▶ _Given instruction_
Can you rewrite the stretch from the line containing "Every instance of the white paper" through the line containing "pixel 598 686", replacing "earns a single dot" with "gets one dot" and changing nothing else? Give back only those lines.

[Start]

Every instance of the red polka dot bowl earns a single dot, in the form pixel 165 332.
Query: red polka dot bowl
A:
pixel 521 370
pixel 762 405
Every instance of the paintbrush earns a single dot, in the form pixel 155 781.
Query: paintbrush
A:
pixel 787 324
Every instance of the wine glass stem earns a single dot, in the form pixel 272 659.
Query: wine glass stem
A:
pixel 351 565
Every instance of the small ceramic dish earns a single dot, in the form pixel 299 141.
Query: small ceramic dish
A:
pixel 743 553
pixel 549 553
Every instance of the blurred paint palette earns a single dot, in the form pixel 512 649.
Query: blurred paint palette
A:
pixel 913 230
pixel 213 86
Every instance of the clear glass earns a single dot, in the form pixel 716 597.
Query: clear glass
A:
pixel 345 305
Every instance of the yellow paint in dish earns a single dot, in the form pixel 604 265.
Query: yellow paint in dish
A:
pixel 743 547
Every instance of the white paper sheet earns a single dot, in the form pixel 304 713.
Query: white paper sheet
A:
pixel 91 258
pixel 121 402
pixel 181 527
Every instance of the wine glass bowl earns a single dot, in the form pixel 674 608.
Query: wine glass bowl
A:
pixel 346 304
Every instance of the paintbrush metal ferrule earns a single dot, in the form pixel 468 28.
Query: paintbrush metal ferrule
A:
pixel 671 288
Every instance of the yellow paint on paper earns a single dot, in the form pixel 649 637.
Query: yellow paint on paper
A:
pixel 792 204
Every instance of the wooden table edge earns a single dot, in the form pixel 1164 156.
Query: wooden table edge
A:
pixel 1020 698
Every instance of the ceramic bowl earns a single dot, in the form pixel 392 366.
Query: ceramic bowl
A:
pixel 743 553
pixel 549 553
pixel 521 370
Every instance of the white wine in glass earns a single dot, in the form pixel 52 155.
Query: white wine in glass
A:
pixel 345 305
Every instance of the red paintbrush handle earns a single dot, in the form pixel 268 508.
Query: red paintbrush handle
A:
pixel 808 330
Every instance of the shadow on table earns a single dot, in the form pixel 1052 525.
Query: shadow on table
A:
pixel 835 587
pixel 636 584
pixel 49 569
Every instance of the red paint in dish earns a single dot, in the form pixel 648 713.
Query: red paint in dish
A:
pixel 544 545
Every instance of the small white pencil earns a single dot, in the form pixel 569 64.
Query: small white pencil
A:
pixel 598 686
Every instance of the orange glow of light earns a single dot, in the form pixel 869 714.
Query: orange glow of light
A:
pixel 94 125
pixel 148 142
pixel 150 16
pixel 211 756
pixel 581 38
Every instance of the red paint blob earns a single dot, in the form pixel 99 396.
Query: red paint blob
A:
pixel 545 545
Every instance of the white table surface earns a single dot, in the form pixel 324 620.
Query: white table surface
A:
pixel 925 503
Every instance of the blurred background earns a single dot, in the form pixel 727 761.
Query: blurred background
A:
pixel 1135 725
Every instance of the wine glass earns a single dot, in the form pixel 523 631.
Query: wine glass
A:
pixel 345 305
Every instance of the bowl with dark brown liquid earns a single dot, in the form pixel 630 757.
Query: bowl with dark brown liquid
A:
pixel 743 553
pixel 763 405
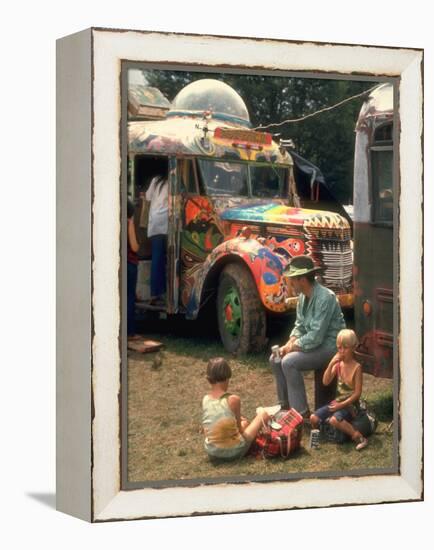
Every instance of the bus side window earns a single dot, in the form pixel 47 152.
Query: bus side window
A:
pixel 188 179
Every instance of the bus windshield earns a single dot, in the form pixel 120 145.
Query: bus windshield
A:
pixel 243 180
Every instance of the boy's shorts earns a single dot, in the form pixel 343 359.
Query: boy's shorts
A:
pixel 324 413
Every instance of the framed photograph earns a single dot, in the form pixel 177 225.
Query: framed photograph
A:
pixel 226 207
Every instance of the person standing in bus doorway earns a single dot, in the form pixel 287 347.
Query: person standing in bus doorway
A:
pixel 132 263
pixel 158 222
pixel 312 342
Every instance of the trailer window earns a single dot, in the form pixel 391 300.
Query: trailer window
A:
pixel 224 178
pixel 382 184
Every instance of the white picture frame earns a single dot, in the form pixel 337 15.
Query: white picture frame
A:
pixel 88 267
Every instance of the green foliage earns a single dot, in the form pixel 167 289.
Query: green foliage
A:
pixel 327 139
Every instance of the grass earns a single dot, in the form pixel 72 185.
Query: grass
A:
pixel 164 415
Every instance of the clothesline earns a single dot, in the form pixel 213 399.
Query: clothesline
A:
pixel 329 108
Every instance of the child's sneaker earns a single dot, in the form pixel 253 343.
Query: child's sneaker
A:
pixel 362 443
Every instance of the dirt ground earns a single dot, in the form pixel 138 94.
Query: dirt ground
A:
pixel 164 415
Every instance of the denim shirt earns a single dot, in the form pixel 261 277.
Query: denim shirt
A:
pixel 318 319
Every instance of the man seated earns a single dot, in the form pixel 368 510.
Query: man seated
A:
pixel 312 342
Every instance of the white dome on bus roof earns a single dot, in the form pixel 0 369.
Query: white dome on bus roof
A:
pixel 213 95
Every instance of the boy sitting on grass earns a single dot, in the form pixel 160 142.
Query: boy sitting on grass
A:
pixel 228 435
pixel 342 411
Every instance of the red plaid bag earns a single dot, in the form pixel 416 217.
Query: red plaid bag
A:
pixel 271 442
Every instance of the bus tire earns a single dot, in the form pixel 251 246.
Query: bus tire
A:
pixel 240 313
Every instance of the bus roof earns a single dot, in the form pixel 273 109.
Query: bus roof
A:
pixel 197 136
pixel 378 106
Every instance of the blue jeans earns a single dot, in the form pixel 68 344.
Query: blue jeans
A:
pixel 131 298
pixel 288 373
pixel 158 265
pixel 347 413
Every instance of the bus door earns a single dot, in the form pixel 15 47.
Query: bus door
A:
pixel 173 239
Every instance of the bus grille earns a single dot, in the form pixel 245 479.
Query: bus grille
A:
pixel 331 250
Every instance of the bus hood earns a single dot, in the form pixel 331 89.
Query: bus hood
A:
pixel 280 214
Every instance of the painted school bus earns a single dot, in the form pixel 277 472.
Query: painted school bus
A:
pixel 234 214
pixel 373 232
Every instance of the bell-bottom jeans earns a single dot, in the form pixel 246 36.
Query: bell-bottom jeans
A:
pixel 288 373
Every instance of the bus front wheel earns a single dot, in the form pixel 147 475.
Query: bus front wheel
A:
pixel 241 316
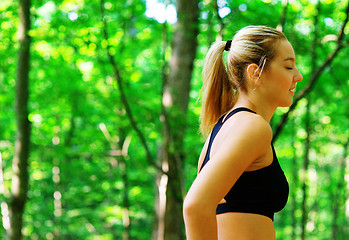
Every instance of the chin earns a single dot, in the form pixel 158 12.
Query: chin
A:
pixel 286 104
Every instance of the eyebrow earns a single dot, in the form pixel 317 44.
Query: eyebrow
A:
pixel 289 59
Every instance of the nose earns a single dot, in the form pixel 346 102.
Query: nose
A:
pixel 299 76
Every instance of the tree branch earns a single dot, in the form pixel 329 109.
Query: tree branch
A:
pixel 123 97
pixel 283 15
pixel 314 77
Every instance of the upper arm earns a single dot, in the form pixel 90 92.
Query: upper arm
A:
pixel 244 144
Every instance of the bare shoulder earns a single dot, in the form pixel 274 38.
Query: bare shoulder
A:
pixel 248 132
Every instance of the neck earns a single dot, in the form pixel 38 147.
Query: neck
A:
pixel 259 107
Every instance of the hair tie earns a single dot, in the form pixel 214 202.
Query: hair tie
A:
pixel 227 45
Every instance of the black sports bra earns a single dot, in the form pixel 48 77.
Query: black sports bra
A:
pixel 263 191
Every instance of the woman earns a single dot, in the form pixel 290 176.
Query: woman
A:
pixel 240 184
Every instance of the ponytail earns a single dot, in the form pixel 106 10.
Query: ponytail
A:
pixel 252 44
pixel 219 93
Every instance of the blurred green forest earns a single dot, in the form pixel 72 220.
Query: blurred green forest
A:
pixel 100 123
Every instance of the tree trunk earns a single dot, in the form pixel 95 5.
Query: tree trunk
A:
pixel 175 105
pixel 338 199
pixel 20 184
pixel 293 190
pixel 305 173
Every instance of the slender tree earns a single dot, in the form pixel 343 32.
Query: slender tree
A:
pixel 175 102
pixel 20 185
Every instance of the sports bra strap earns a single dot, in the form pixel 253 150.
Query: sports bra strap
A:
pixel 217 127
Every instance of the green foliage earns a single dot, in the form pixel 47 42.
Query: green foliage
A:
pixel 77 171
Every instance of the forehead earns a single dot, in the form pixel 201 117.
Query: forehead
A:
pixel 285 52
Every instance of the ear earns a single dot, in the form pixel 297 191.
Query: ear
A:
pixel 253 72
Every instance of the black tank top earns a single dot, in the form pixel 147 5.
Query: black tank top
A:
pixel 263 191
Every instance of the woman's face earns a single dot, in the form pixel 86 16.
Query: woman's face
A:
pixel 280 79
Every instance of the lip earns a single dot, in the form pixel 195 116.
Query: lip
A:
pixel 292 90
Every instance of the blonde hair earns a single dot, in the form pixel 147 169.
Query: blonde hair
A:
pixel 222 84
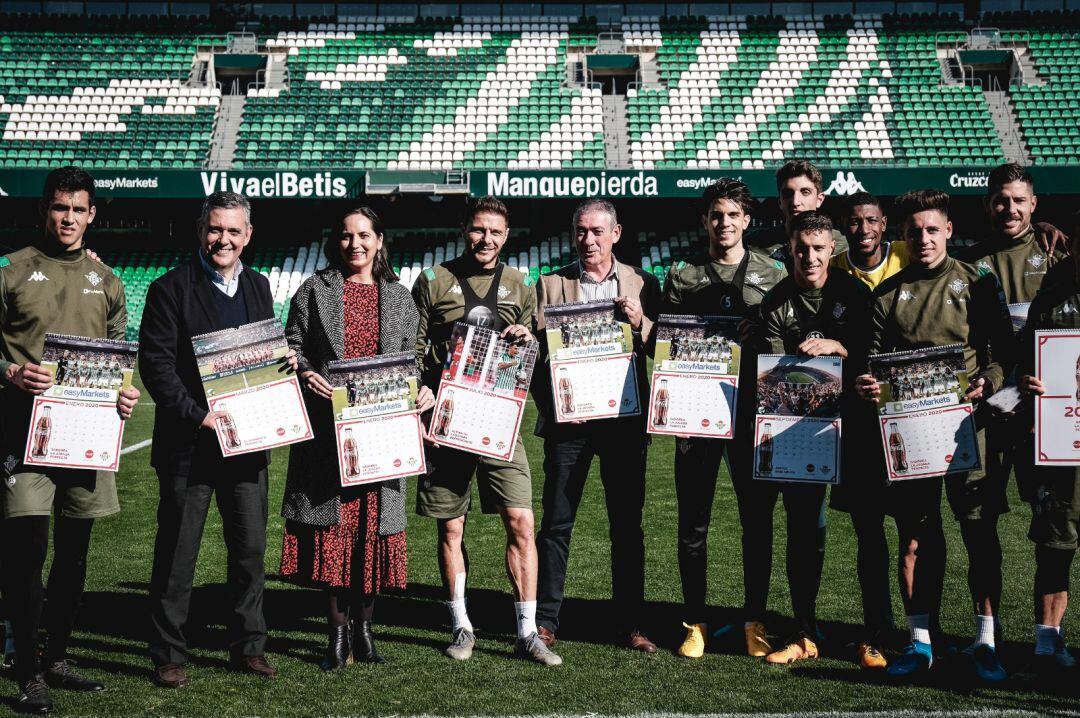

[End]

▶ _Written solution_
Every instance of the white paper sheet gets one dot, in the form pixel 304 713.
Query: white paper sheet
A:
pixel 91 258
pixel 121 402
pixel 181 527
Every instance of the wine glass bowl gets one dot, in the form pixel 674 608.
Query: wine glass bowl
A:
pixel 346 304
Every instance of the paintbrush metal ferrule gets one dot, in the form pixel 468 28.
Query: paintbrush metal ferrule
A:
pixel 671 288
Every instance of the yellow paint on paper gets one dot, in the form pixel 649 637.
Query: yellow paint on paper
A:
pixel 792 204
Every instance of the wooden table edge gets one dot, in the form pixel 1164 156.
Query: wooden table edge
A:
pixel 1020 698
Every instance of the ceramic bowl gets one dot, in the form pixel 392 366.
Query: ceramic bowl
A:
pixel 743 553
pixel 549 553
pixel 521 370
Every instance of the white wine in glass gets one dot, in the form pixel 52 155.
Query: white wine in glass
A:
pixel 345 305
Every instance of the red paintbrush handle gets one dot, in the form pixel 268 508.
Query: red paintbrush handle
A:
pixel 808 330
Every instance of the shadow on table gets one dot, in the form pixel 1052 525.
Query: shadow on table
A:
pixel 835 587
pixel 636 584
pixel 49 569
Every instance of the red paint in dish gets one dot, in the form pixel 648 713.
Query: red paint in dish
A:
pixel 544 545
Every instance of the small white pencil gets one dot, in the form pixel 569 64.
Query: small white pencil
A:
pixel 598 686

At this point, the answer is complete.